#### Problem requirements:
Produce an exact copy of the lines from the line containing "of the water" through the last line of the listing below, both ends included, and nothing else.

#### Task inputs:
===

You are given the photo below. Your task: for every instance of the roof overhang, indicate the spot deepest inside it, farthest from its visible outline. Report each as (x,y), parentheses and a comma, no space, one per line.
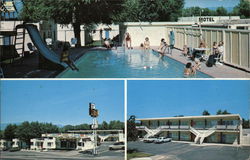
(192,117)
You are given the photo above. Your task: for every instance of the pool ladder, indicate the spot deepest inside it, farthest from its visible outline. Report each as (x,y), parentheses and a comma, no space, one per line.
(120,49)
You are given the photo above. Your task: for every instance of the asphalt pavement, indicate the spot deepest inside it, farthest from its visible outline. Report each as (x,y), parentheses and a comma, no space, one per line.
(189,151)
(103,153)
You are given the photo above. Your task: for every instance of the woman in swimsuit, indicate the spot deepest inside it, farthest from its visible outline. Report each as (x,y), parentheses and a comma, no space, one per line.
(128,40)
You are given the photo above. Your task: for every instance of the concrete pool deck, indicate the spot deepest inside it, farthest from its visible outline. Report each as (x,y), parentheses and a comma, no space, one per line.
(29,67)
(218,71)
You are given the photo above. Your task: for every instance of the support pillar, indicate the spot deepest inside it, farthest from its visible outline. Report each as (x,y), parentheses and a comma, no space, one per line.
(205,123)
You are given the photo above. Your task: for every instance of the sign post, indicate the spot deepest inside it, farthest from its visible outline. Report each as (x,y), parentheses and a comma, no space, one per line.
(93,112)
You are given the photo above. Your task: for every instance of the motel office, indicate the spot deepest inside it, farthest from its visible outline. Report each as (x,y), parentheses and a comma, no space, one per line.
(222,128)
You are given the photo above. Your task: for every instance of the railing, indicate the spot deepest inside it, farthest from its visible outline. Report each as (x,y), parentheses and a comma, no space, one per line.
(236,42)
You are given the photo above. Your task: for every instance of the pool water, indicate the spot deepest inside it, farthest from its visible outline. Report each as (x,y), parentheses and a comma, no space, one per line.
(131,64)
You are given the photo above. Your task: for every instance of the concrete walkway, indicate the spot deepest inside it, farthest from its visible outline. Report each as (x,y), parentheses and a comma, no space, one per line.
(218,71)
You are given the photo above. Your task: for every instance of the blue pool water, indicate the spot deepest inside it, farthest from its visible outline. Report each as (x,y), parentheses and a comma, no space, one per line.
(131,64)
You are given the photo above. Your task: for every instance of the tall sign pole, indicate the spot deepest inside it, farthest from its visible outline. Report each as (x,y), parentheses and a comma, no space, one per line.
(93,112)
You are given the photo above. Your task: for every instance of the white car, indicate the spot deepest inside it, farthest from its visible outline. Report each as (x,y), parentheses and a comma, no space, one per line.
(117,146)
(150,139)
(163,140)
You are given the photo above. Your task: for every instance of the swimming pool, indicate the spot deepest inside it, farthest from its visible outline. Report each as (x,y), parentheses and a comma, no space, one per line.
(131,64)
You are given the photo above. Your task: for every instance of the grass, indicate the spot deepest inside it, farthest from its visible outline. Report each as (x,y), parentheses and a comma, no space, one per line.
(134,153)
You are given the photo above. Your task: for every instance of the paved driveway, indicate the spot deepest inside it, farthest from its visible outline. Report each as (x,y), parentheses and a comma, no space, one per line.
(104,154)
(189,151)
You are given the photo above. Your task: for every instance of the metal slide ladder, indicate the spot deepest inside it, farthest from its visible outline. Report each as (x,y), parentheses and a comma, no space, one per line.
(19,41)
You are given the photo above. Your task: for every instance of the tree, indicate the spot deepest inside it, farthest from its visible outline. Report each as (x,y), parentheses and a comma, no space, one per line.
(132,132)
(10,132)
(76,12)
(104,125)
(1,134)
(221,11)
(242,9)
(116,125)
(245,123)
(219,112)
(225,112)
(148,10)
(205,112)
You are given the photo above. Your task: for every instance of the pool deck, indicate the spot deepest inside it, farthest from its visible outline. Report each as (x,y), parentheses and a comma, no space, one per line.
(29,67)
(218,71)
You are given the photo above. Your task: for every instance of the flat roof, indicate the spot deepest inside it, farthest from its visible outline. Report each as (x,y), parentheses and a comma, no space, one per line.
(190,117)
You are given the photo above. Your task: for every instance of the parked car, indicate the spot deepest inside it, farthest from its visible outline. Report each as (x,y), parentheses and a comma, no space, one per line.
(150,139)
(163,140)
(117,146)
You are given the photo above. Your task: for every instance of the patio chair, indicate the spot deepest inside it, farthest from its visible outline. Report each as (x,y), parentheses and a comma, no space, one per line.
(217,59)
(1,73)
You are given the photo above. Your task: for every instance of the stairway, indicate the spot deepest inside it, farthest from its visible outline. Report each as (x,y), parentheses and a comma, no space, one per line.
(19,41)
(151,132)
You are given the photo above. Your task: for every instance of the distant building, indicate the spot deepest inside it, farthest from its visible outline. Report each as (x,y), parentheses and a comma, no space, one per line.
(229,22)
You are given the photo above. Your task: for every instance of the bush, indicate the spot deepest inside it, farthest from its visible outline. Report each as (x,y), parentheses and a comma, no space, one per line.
(14,149)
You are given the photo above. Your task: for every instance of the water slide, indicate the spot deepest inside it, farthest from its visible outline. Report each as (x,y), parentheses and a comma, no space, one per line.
(40,44)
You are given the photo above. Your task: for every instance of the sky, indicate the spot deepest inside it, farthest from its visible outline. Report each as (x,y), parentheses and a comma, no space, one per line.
(150,99)
(211,3)
(61,102)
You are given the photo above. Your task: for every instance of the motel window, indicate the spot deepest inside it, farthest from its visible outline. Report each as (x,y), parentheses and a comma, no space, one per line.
(175,135)
(154,124)
(184,123)
(211,123)
(213,138)
(174,123)
(185,136)
(163,123)
(199,124)
(230,138)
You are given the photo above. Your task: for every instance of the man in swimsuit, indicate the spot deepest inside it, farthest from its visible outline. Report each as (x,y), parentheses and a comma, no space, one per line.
(128,40)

===

#### Written answer:
You are given the photo above. Your task: for every instance of the water slide, indicate the spot deepest inside it, farthest from its visible outline. Report each as (x,y), parentheses and a comma, no space, one per line.
(40,44)
You are given the photo above. Your task: for every instance of the sky, indicate the spot deepest inside it, farthest from its visible outline. Report each as (x,y), parentheses and a comma, no space, one per line.
(150,99)
(211,3)
(61,102)
You are given the photo above. Your task: for every instance of the motel window, indicate the spot deepest inside it, farthest from its visible outline. Report each as (x,y), parentheses and a comma, no space, one per line.
(175,135)
(154,124)
(184,123)
(211,123)
(213,138)
(174,123)
(185,136)
(163,123)
(199,124)
(230,138)
You are given the photo above. Your task: for every instance of the man in swimsuit, indicate the spot deepest inside it, farthest from its visible outline. Report each as (x,y), parentheses and a comma, no space, one per line.
(128,40)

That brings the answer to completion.